** BEGIN Records provided **

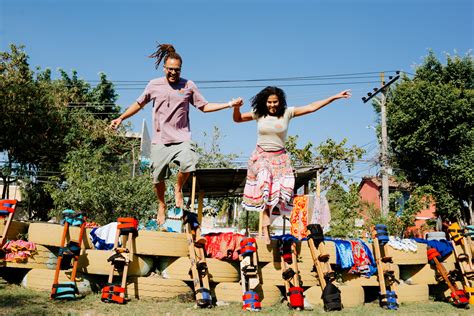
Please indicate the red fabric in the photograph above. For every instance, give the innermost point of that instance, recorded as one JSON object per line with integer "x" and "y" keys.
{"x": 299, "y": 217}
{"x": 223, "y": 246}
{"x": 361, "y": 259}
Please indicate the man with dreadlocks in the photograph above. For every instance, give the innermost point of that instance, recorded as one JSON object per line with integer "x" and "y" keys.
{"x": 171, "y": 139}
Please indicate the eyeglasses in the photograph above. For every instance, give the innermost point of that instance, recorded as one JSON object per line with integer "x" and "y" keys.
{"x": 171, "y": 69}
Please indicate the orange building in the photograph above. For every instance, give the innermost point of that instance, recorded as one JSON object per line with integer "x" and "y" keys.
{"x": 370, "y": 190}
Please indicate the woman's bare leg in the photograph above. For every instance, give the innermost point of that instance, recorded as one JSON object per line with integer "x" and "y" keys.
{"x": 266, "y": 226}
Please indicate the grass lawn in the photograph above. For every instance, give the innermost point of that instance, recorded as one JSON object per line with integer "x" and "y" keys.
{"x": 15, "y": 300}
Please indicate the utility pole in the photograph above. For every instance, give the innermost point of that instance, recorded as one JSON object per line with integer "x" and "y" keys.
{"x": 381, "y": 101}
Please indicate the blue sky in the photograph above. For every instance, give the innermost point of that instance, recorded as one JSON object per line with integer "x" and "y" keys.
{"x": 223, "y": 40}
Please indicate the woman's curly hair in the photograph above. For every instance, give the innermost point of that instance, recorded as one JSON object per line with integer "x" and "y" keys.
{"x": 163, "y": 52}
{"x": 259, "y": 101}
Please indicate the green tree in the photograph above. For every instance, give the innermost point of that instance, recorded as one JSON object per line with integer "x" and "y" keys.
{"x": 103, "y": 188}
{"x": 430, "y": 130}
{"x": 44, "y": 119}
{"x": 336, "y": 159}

** END Records provided **

§ Challenge
Reproduce the material from the line with "Please indicate the grass" through the end of the records, swapping "innermost point" for "central point" and keeping everything else identical.

§ The response
Please indicate the grass lawn in the photograph above. For every instance, give the central point of that instance, recorded as one JSON object per line with integer "x" and "y" keys.
{"x": 15, "y": 300}
Please indicate the utility pole in the photograph above. For every instance, give the central point of that instance, recorded as one JSON object per line with integer "x" and "y" keys.
{"x": 381, "y": 101}
Please indicate the blue sky in the photograph above. For every instance, give the central point of that instance, recorded as one JSON object per line with integer "x" and "y" keys.
{"x": 223, "y": 40}
Please indicate the woman's curly hair in the photograph above. For every instance, give the central point of that instance, recorded as one JSON object per line with integer "x" and "y" keys.
{"x": 163, "y": 52}
{"x": 259, "y": 101}
Please indicate the green tree in the photograph above. For every instance, give the central point of that instance, recorded as one JSON object per line with integer "x" and "y" keys.
{"x": 103, "y": 188}
{"x": 430, "y": 130}
{"x": 44, "y": 119}
{"x": 336, "y": 159}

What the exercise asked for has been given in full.